STATED PROBLEM 1 = Rewrite a passage from the forum thread on writing the Battle of Agramount, substituting "battle" for "combat". Begin at the words "I don’t like" and stop after "up with me.".
STATED PROBLEM 2 = Write the next part of the forum thread on turning tabletop game notes into a story hour, continuing from its final sentence.

SELECTED EXCERPT =
# [Meta] [Halmae] From Table to Screen: Writing the Battle of Agramount



## spyscribe (Oct 10, 2006)

Adaptation: The Fighting and Re-Writing of the Battle of Agramount

_“How do you write your story hour?”_

I’m sure there are as many answers to the above question as there are story hour authors.  This thread is designed to explore/explain my own.  The “making of” featurette, if you will, buried three menus down on the DVD.

If you find that sort of thing interesting, read on.  If you’re thinking of writing a story hour of your own and are looking for advice, I hope you find this useful.  At the very least, you’ll know how you don’t want to run the process.  Keep in mind, this is not the only, or even the best, way to write a story hour.  It’s just the way that happens to work for me and my group.

Feel free to ask questions as we go.  I’m happy to answer them if I can.  Let's face it.  This thread will be really dull if it’s just me blathering.

*Introduction*

What follows are my notes taken during, and some commentary on, two games our group played the weekend of November 13, 2004.  If you aren’t familiar with my regular story hour thread, these games eventually became Part the Two-Hundred Second through Part the Two-Hundred Eighth. 

Two nights of gaming became twelve pages of hand-written notes, which became a 26 pages of rough draft, which after revision became 32 pages (just shy of 11,000 words) in the final version.

This is how it happened.


----------



## spyscribe (Oct 10, 2006)

*Part 1:  From Table to Page  
(Some notes on notes)*

I am a note-taker.  I took notes before I started the story hour, before I ever thought that I would start the story hour, and take notes for games and I doubt will ever make it into a story hour.  I think this is in part because I tend to fidget, and it gives me something to do with my hands.  Also, I’m left-brained enough that I like to know where we used magic item x or picked up potion z.  

*Effect on play*

I don’t like to let taking notes get in the way of actually playing the game, and most of the time, it doesn’t.  Sometimes this means that when my character is doing a lot of talking, or is involved in an important scene, not many notes get taken.  That’s okay.  If I’m that involved in the game, I’ll probably remember what was going on without a lot of prompting.

I think it does slow me down a bit in combat.  I try to remember to prompt Fajitas to give on deck warnings as we go through the initiative, but sometimes I’m still stuck going, “um…” when we get around to me.  But I’d probably do that even if I weren’t taking notes.  I’m sometimes also asking people what they just did if I got distracted or behind.  If this has been a major impact on game play, no one has brought it up with me.

[Records]
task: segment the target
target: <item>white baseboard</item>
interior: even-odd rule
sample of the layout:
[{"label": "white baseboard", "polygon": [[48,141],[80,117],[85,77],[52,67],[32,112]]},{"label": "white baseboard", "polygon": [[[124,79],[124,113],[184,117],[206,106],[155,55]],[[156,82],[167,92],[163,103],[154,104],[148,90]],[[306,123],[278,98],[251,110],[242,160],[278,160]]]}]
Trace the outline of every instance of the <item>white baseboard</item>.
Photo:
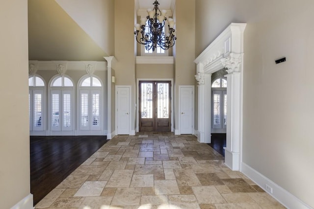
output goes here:
[{"label": "white baseboard", "polygon": [[29,194],[11,208],[11,209],[34,209],[33,202],[33,195]]},{"label": "white baseboard", "polygon": [[196,137],[197,137],[197,133],[198,132],[198,131],[197,131],[197,130],[195,130],[194,129],[194,136]]},{"label": "white baseboard", "polygon": [[[287,208],[298,209],[311,208],[288,191],[243,162],[241,172]],[[272,193],[265,189],[265,184],[272,188]]]},{"label": "white baseboard", "polygon": [[130,136],[135,136],[135,130],[131,130],[130,132]]},{"label": "white baseboard", "polygon": [[113,131],[111,133],[108,133],[107,134],[107,140],[111,139],[114,138],[115,136],[116,136],[115,131]]}]

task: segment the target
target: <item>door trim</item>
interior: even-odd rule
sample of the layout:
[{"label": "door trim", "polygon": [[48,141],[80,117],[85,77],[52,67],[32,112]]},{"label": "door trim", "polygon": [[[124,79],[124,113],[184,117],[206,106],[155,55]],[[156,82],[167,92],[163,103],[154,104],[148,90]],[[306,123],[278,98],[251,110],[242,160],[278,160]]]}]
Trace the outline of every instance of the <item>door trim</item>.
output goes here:
[{"label": "door trim", "polygon": [[178,126],[179,129],[176,130],[175,134],[176,135],[181,135],[181,114],[180,113],[181,112],[181,88],[192,88],[192,97],[193,102],[192,102],[192,132],[190,134],[194,134],[195,132],[195,122],[194,121],[194,117],[195,117],[195,87],[193,85],[179,85],[179,108],[178,112],[178,115],[179,116],[179,121],[178,121]]},{"label": "door trim", "polygon": [[[174,93],[174,84],[173,84],[173,78],[137,78],[136,79],[136,132],[138,132],[139,130],[139,118],[138,116],[138,112],[139,111],[139,82],[140,81],[170,81],[170,84],[171,84],[171,132],[173,132],[173,124],[174,124],[174,112],[173,111],[174,108],[174,102],[173,100],[174,100],[174,98],[173,97],[173,93]],[[116,125],[116,127],[117,126]]]},{"label": "door trim", "polygon": [[114,123],[115,123],[115,133],[117,135],[118,135],[118,133],[119,132],[118,131],[118,128],[117,128],[117,126],[118,126],[118,123],[117,122],[118,121],[118,111],[117,111],[117,104],[118,104],[118,96],[117,96],[117,93],[118,93],[118,88],[129,88],[129,108],[130,110],[130,117],[129,117],[129,135],[130,135],[130,134],[131,133],[131,124],[132,124],[132,109],[131,109],[131,90],[132,90],[132,87],[131,86],[126,86],[126,85],[116,85],[115,87],[115,105],[114,105],[114,112],[115,112],[115,120],[114,120]]}]

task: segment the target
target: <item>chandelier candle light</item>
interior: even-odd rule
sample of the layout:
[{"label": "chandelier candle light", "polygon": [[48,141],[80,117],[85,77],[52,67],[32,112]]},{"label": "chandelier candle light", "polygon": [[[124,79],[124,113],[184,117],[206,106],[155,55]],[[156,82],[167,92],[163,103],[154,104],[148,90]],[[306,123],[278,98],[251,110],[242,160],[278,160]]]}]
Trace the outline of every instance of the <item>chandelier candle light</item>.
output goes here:
[{"label": "chandelier candle light", "polygon": [[[175,22],[171,18],[165,16],[167,11],[163,9],[161,11],[158,8],[159,3],[155,1],[153,3],[154,9],[147,9],[148,16],[146,18],[141,18],[141,24],[135,24],[136,31],[134,32],[136,41],[145,45],[147,50],[153,49],[155,51],[158,46],[164,50],[167,50],[175,45],[176,32],[173,27]],[[148,32],[145,31],[146,22],[148,20]],[[166,35],[163,31],[165,22],[167,21],[169,27],[169,34]],[[141,36],[138,36],[140,32]]]}]

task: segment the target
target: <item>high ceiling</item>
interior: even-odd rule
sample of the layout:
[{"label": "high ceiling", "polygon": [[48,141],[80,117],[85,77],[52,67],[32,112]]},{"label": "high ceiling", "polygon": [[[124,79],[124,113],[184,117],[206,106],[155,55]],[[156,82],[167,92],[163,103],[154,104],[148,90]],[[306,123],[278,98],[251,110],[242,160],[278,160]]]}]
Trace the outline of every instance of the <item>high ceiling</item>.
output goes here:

EXPECTED ANSWER 1 =
I don’t like to let taking notes get in the way of actually playing the game, and most of the time, it doesn’t.  Sometimes this means that when my character is doing a lot of talking, or is involved in an important scene, not many notes get taken.  That’s okay.  If I’m that involved in the game, I’ll probably remember what was going on without a lot of prompting.

I think it does slow me down a bit in battle.  I try to remember to prompt Fajitas to give on deck warnings as we go through the initiative, but sometimes I’m still stuck going, “um…” when we get around to me.  But I’d probably do that even if I weren’t taking notes.  I’m sometimes also asking people what they just did if I got distracted or behind.  If this has been a major impact on game play, no one has brought it up with me.

EXPECTED ANSWER 2 =
*An Aside About Story Hour Philosophy*

Since my notes mean I don’t have a complete or exact record of everything little thing that happened at the table, I’m not tempted to try to recreate the table on the page.  (If you aren’t interested in my writing philosophy, feel free to skip over this next bit to the section on how to decipher my notes.)



> There’s a reason why I call what I do when I write the story hour “adaptation.”  I start with the source material, the game as it played at the table.  The story hour is not a *record* of the game.  It is a *version* of the game translated into prose form.  I mention this explicitly because frequently, some variation on the question, “When you write the story hour, do you make things up?” comes up on the forum.  The complete answer to this is both yes and no.
> 
> Yes, I change things.  Sometimes that means embellishing Fajitas’ descriptions.  Sometimes it means glossing events.  Conversations that happened simultaneously at table might be sequential when recounted.  Or a discussion that began in one locale and continued in another is brought into one exchange for the sake of clarity, simplicity, or narrative flow.  The ingredients that make a great game are very similar to the ingredients that make a good story, but you have to put them together differently.
> 
> ...




Right, anyway.  Back to my game notes.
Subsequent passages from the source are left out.